- **What you have to do**: Rewrite the items from the line containing "gear strut, one" through the end of the items, putting "main gear leg" in place of "landing gear strut" and keeping everything else the same.

** Start of Supplied records **

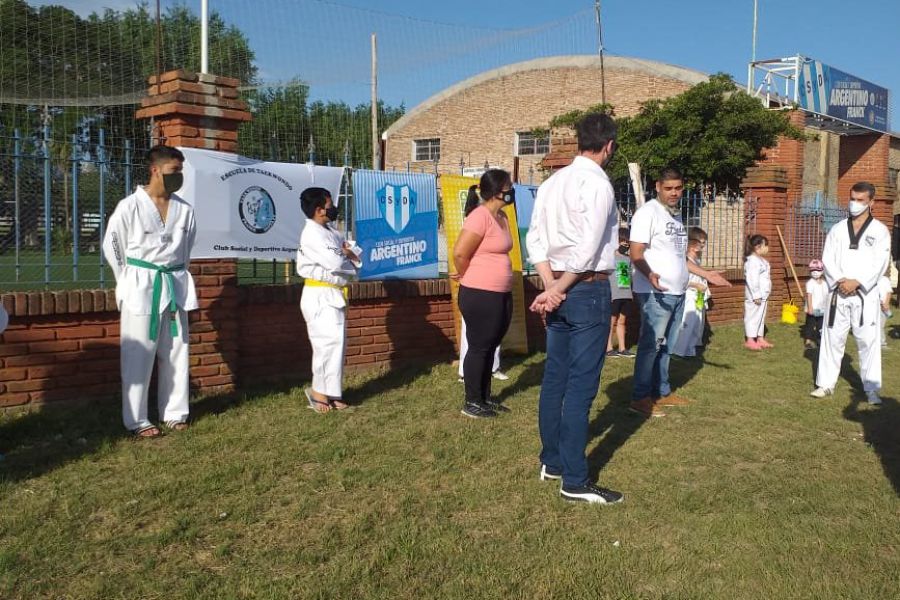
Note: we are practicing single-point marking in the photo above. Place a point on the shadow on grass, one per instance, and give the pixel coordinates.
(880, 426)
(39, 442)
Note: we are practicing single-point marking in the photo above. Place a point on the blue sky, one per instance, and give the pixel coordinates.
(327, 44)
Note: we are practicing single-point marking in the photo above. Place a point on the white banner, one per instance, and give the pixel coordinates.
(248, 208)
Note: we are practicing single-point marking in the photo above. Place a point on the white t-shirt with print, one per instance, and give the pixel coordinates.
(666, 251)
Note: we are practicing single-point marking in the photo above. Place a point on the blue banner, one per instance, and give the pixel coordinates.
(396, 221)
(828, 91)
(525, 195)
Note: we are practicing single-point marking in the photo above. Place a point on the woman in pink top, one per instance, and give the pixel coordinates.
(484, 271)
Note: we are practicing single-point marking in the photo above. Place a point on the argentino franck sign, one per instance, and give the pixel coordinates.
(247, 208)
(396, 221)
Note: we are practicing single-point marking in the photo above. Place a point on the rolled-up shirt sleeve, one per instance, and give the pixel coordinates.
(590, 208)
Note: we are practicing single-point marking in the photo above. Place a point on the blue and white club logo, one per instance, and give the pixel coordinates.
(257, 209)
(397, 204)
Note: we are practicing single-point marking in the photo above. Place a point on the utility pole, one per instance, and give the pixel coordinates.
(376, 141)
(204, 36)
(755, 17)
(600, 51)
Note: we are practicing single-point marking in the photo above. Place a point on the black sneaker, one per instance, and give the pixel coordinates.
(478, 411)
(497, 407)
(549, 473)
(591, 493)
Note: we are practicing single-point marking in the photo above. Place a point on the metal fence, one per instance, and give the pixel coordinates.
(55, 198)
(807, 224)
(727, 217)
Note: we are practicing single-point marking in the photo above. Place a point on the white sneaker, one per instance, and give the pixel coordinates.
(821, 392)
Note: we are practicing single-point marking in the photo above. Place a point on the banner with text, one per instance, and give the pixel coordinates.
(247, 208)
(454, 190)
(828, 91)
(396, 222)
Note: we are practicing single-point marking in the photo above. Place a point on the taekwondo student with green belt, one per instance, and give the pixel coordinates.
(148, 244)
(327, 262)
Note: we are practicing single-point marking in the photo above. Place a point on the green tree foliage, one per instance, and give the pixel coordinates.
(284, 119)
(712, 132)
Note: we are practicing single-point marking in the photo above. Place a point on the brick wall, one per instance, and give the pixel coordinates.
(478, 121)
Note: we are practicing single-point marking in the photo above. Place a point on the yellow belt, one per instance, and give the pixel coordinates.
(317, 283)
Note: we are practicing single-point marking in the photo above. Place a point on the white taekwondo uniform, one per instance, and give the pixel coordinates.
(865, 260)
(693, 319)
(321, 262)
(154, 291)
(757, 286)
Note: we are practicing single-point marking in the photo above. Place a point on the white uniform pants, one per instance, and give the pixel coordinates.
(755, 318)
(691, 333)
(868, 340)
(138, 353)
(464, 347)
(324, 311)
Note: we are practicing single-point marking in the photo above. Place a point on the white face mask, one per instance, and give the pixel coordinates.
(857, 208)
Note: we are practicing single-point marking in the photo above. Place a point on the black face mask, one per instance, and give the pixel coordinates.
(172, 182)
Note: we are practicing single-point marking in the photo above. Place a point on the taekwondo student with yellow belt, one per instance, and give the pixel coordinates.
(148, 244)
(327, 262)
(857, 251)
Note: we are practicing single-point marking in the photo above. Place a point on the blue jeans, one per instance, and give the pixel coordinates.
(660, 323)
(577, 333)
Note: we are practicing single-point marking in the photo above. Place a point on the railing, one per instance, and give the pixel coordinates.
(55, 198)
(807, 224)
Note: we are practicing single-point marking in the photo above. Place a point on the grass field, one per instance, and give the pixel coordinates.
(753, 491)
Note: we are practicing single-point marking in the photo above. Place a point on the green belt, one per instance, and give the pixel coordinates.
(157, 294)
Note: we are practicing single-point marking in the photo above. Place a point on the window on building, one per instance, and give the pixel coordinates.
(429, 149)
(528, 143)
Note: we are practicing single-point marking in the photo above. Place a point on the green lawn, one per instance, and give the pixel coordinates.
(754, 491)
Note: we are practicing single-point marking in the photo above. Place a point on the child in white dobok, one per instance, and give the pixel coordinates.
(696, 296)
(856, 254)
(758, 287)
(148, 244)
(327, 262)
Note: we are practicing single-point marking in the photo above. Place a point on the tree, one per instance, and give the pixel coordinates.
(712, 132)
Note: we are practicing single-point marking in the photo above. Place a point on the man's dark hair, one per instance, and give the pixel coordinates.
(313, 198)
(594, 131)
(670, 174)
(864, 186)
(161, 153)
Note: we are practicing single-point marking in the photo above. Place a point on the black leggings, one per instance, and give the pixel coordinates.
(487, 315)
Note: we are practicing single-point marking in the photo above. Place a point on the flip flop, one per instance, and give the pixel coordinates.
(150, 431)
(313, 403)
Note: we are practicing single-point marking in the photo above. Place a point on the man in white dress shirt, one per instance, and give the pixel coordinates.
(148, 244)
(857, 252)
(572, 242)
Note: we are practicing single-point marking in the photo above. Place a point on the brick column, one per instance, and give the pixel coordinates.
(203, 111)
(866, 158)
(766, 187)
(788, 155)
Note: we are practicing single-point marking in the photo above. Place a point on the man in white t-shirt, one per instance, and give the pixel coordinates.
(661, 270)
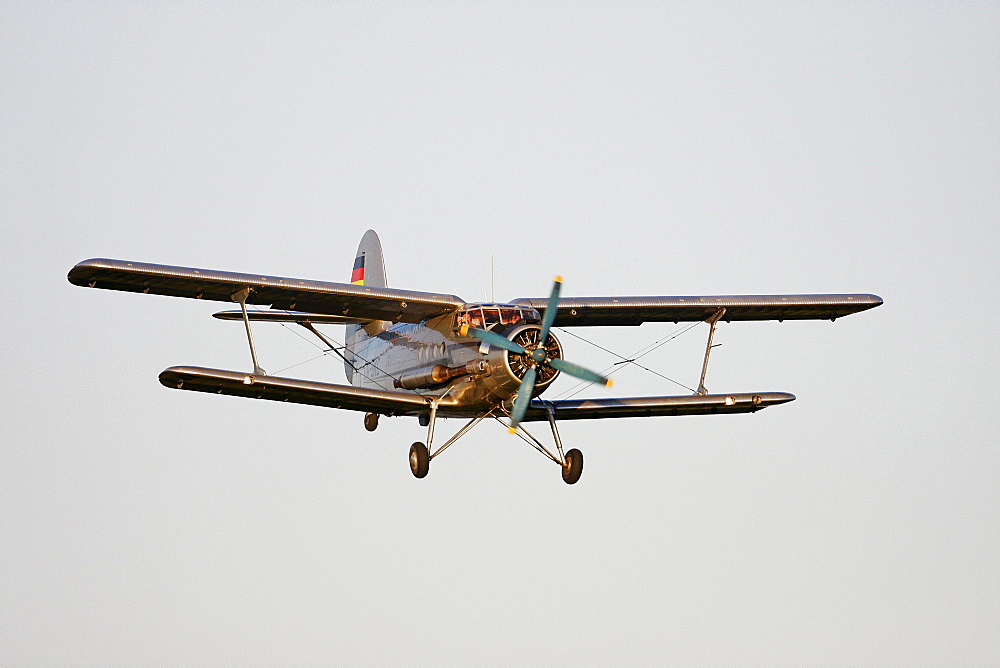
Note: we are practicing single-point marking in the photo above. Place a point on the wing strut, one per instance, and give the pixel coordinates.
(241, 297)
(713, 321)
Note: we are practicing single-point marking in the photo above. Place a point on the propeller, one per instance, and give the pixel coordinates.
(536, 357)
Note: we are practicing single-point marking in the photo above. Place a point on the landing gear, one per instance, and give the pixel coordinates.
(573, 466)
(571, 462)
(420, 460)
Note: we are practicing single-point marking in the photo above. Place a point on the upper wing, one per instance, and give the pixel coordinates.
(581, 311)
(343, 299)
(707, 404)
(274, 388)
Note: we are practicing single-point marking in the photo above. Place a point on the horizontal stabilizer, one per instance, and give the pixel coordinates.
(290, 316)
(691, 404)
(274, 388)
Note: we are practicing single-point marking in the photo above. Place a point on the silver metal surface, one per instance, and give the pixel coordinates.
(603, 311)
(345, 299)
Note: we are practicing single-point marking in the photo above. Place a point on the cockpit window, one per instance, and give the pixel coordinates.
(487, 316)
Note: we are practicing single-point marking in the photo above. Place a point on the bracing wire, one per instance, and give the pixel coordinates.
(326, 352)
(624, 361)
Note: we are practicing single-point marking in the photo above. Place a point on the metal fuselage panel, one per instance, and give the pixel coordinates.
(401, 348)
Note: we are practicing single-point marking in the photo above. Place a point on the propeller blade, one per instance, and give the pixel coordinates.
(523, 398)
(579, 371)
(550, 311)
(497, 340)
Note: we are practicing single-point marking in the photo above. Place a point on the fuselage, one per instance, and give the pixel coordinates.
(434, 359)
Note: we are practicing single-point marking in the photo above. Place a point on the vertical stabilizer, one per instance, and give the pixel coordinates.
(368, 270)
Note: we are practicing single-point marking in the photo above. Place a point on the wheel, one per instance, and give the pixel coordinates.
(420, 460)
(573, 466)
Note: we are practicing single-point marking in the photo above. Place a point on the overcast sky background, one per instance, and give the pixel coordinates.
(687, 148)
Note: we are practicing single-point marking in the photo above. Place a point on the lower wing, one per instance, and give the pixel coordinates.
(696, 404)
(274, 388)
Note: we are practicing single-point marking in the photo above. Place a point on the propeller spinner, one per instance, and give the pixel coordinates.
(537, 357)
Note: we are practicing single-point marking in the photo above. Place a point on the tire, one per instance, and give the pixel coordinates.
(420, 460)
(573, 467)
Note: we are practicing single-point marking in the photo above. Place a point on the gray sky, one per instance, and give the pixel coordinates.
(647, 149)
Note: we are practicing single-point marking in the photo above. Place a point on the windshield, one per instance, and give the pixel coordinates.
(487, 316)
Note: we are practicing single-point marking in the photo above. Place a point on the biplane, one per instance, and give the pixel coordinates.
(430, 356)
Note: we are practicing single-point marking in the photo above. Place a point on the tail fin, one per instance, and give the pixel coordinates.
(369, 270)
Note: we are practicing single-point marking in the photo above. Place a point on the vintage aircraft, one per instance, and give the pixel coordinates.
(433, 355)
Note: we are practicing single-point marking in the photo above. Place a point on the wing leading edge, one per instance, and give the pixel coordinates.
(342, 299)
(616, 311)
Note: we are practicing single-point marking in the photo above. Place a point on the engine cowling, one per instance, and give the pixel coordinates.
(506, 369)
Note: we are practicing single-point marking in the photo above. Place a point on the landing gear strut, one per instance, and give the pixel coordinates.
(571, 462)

** End of Supplied records **

- **Response to the exercise**:
Note: we are practicing single-point marking in the photo above. Place a point on the main gear leg, one per instance, and give the pixel coordinates.
(571, 462)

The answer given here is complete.